**Assignment:** Look through the data below and extract, unchanged, the lines from the one that contains "For every instance of the butterfly leg" to the one that contains "For every instance of the green patch", both included.

+++ Extracted material

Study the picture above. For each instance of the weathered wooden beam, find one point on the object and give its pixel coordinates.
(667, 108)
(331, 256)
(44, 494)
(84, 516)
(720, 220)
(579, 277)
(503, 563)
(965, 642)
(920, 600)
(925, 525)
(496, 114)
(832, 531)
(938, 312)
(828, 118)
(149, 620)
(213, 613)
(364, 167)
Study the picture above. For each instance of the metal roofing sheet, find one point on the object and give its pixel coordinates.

++++++
+++ Extracted material

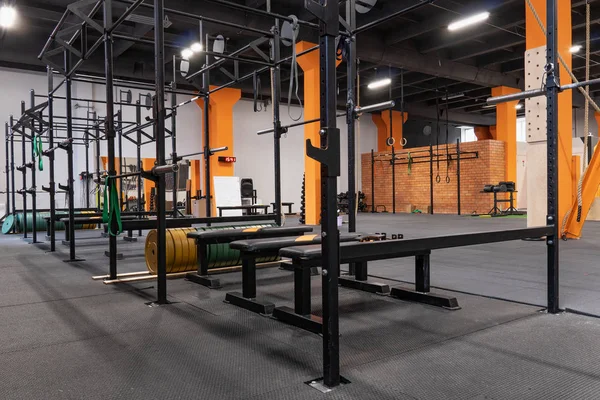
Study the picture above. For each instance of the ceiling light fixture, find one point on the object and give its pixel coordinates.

++++++
+++ Extracted material

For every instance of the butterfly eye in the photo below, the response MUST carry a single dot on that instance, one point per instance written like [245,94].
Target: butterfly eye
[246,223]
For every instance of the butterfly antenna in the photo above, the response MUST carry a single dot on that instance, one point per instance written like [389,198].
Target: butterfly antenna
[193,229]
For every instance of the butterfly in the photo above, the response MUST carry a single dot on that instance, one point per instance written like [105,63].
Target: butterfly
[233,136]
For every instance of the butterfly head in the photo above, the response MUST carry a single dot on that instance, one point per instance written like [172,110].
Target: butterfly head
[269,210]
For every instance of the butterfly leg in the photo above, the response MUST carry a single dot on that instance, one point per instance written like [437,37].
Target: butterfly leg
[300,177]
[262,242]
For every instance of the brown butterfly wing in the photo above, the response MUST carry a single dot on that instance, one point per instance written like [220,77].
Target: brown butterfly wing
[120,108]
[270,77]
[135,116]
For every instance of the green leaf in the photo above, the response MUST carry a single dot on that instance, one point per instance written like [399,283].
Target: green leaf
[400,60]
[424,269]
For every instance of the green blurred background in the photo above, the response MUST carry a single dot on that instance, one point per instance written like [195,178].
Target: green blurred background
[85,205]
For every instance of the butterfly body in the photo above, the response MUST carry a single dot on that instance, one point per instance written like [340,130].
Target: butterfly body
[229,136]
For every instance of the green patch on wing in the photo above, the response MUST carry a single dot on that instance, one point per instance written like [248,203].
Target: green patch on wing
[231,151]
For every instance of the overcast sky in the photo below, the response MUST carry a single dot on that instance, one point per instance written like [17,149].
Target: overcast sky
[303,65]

++++++

**Response box:**
For every instance of the butterfly leg in the photo above, the response MUST carry a single dot on that instance, one point per instance written like [437,37].
Target: butterfly leg
[300,177]
[262,242]
For every instance of the brown butterfly wing in the photo above, the response MUST carry a single dot on that instance, one point per instance written like [220,77].
Target: brown butterfly wing
[120,108]
[270,77]
[135,116]
For every instance of the green leaf in the photo above, the response MUST carry a single dot on that instance, one point per instance written like [399,283].
Target: green leaf
[400,60]
[424,269]
For every instance of the green blurred background in the photo above, the response MUST carry a single dot on that instance, one point per instance written like [195,178].
Target: green blurred background
[85,205]
For every instance of the butterfly body in the photo above, the response MUST carry a single dot on that instance, one point per instance written like [340,130].
Target: butterfly body
[229,136]
For every instance of the green patch on wing in the photo above, the response MUST carry a single dot on that instance, one point per instance written like [248,203].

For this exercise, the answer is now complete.